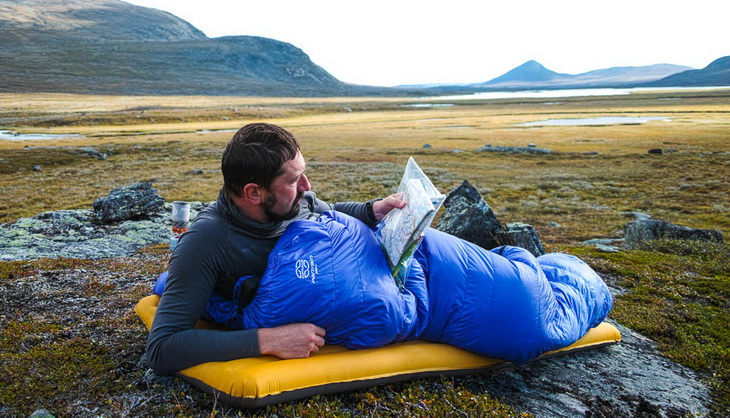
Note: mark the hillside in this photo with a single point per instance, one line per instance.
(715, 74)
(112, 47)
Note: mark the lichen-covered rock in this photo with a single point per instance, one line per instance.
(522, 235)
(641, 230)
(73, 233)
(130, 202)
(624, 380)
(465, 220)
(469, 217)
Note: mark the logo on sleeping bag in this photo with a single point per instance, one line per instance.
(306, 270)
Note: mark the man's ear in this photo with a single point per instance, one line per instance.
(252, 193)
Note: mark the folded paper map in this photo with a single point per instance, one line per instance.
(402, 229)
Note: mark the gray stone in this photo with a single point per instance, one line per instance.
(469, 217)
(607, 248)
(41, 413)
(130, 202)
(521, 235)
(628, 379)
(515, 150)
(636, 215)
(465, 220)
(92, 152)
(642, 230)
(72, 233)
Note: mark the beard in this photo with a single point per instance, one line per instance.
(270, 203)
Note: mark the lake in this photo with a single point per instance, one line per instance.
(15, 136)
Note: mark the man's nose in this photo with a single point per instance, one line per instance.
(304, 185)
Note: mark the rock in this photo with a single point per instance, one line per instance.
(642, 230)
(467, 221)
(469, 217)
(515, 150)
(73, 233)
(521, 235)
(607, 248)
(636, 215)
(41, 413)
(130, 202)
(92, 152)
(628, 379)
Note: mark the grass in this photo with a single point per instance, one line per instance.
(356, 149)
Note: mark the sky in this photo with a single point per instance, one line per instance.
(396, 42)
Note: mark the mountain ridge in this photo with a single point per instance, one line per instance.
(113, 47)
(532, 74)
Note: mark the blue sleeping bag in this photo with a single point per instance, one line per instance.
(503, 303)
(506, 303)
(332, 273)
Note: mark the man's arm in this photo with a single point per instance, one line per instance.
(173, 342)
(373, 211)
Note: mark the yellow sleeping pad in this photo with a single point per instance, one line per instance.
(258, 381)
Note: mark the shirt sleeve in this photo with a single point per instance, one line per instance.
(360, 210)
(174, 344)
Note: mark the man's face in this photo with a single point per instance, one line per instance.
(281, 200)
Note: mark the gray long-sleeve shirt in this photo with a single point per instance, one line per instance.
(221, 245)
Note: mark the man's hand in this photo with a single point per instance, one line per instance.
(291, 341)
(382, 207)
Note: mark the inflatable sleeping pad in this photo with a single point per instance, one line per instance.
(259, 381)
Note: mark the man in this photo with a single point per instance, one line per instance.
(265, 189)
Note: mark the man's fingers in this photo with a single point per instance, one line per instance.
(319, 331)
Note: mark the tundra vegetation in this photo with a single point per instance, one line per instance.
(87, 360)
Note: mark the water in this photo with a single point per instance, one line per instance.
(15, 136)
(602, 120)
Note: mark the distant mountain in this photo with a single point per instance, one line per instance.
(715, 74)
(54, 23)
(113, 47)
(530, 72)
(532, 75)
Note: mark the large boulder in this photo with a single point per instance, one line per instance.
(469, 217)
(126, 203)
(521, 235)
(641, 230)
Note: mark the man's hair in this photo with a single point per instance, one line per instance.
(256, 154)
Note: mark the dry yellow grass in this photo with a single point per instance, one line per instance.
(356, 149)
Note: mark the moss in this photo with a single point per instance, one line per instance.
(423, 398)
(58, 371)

──────────────────────────────

DIRECTIONS:
Rewrite the entire listing above, replacing "photo" with "image" wherever it appears and leaving everything else unchanged. Omit the pictures from your answer.

EXERCISE OUTPUT:
Note: mark the hillside in this image with a single point per instance, one line per instance.
(715, 74)
(112, 47)
Note: mark the lichen-covered rock in this image with a single point per instance, one line per instance.
(522, 235)
(641, 230)
(73, 233)
(130, 202)
(624, 380)
(465, 220)
(469, 217)
Note: mark the logo on sleeping bag in this image with a single point per instance, one line per instance.
(306, 270)
Note: mark the man's ear in this image with a single point per instance, one line per instance.
(252, 193)
Note: mark the folded paper map in this image with a single point per instance, one line per instance.
(402, 229)
Note: mark the gray stone in this image with a single point per instance, one line per instance.
(469, 217)
(607, 248)
(41, 413)
(130, 202)
(521, 235)
(628, 379)
(515, 150)
(636, 215)
(465, 220)
(92, 152)
(642, 230)
(72, 233)
Note: mark the beard in this image with a single point per instance, one line per instance.
(270, 203)
Note: mark the lake in this image with a single point per instance, one line per instance.
(15, 136)
Note: mark the man's nose in this image with a single point per instance, one line per instance.
(304, 185)
Note: mark the rock in this image with a single point per instance, one line per instance.
(642, 230)
(467, 221)
(469, 217)
(515, 150)
(73, 233)
(521, 235)
(607, 248)
(636, 215)
(41, 413)
(130, 202)
(92, 152)
(628, 379)
Note: mark the grass in this image with a single point per instance, one line per instance.
(356, 149)
Note: mark the sky in this image with a single point per instance, one line per instance.
(396, 42)
Note: mark the mountain ridge in this image with a single point per instance, one line per instance.
(113, 47)
(532, 74)
Note: mark the blue sleeping bag in this image with a single point per instance, one line per instance.
(503, 303)
(506, 303)
(332, 273)
Note: mark the man's arm in this image with a single point per instance, one line per instance.
(173, 342)
(373, 211)
Note: mark the yellow sleeping pad in this image with a single point per instance, one line per instance.
(258, 381)
Note: mark the shirt sleeve in this image with a single point per instance, one line per instance.
(360, 210)
(174, 344)
Note: mark the man's face in this image with a single point per instance, one line per instance.
(281, 200)
Note: mark the gray long-sleeve shirt in this image with a single point per instance, one line per instance.
(221, 245)
Note: mark the man's hand in this image with a single point per instance, one line per instance.
(291, 341)
(382, 207)
Note: mark the inflatable sleeping pad in this image with a single point per instance, one line per instance.
(259, 381)
Note: mark the man in this image with a single point per instance, one line per instance.
(265, 189)
Note: mark the man's fingers in this image with a single point per instance, one line per instance.
(319, 331)
Note: mark the tundra vegetation in this image with a single point per instance, one line per instance.
(87, 360)
Note: mark the water in this image with a single point per instance, one line per instance.
(15, 136)
(602, 120)
Note: mark the distant mountain in this image with a single point per instance, one line per instance.
(715, 74)
(54, 23)
(113, 47)
(530, 72)
(532, 75)
Note: mark the large boulder in this image with a single point per instance, one line per instance.
(469, 217)
(126, 203)
(521, 235)
(641, 230)
Note: mark the man's hair in this image with a single point per instance, one line per instance.
(256, 154)
Note: mark the dry yellow grass in this image with a single point per instance, one line per instance.
(356, 149)
Note: mark the moss in this image with a single point per instance, one line per instance.
(423, 398)
(58, 371)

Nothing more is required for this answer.